- [PROVIDED PASSAGE]:
..........
Nice job,but it looks like the swoop in the bars under the top bars are at the crossing of the seaat tube a bit to straight in my opinion, but for the rest it is a neat piece of work!


----------



## widpanic02 (Jul 11, 2013)

*?*

Scott , are you afraid your setting a prescedent for people building these hard to find frames and not being able to tell what's original. I find this In one way pretty cool that you have succeeded in doing this, but are you going to put a note in your will no have it scrapped ? LoL! You being such a huffman fan I really have a hard time understanding this. Please don't take this the wrong way , I'm all for people reproducing pedals and rare chainguards Stems etc to complete original frames but don't you think this is taking it to the extreme? I noticed a while back that you were talking about actually selling these streamlines . Have you decided against that? Not to take anything away from your work its great ! Just kind of curious what your thoughts are on the matters at hand. I'm sure I'm not the only one wondering.


----------



## 37fleetwood (Jul 11, 2013)

ok, out looking again today, probably 80% of the weirdness goes away based on the angles from which you look at the bike. not sure if I'll worry about it much.
..........
- [RECORDED DATA]:
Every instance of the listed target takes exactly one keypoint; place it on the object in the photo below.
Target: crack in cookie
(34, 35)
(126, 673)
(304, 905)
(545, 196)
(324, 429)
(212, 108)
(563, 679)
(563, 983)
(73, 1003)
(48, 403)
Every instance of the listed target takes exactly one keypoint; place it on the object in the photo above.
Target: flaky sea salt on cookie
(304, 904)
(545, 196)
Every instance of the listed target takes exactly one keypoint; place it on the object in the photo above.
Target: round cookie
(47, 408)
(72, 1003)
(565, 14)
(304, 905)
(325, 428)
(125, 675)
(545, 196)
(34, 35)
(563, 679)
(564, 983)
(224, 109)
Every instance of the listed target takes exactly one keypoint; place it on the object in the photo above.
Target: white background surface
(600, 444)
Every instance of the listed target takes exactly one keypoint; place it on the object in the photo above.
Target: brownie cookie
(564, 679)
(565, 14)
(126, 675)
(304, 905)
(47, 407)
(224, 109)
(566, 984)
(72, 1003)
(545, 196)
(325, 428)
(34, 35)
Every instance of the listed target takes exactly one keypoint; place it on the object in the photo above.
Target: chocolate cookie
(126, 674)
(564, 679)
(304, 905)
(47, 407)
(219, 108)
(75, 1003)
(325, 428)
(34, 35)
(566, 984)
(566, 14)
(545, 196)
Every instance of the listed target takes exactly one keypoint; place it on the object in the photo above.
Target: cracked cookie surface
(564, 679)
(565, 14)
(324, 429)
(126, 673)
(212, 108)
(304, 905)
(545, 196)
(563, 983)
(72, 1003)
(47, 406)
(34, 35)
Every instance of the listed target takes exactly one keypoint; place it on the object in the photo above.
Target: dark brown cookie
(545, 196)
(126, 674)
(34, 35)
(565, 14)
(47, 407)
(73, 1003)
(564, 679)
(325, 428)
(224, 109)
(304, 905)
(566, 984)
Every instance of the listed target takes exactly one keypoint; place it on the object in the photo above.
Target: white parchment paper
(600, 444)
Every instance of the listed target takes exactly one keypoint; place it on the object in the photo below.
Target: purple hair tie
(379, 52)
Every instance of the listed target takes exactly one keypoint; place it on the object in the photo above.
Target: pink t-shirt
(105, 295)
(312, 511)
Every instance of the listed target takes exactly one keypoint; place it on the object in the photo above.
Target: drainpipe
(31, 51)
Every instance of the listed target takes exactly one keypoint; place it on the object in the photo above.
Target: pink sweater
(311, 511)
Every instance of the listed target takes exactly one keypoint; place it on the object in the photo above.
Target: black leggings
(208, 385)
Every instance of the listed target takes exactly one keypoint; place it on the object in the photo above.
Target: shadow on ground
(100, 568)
..........
- [WHAT THIS TASK INVOLVES]:
Say whether each statement below agrees with the forum thread, answering yes or no and quoting the words of the thread that decide it. (a) widpanic02 asks whether Scott has given up on selling the streamlines. (b) 37fleetwood says he intends to rework the frame to remove the weirdness. (c) The first comment says the swoop in the bars looks too curved where they cross the seat tube.

- [SOLUTION]:
(a) Yes: "I noticed a while back that you were talking about actually selling these streamlines . Have you decided against that?"
(b) No: "not sure if I'll worry about it much."
(c) No: "a bit to straight in my opinion"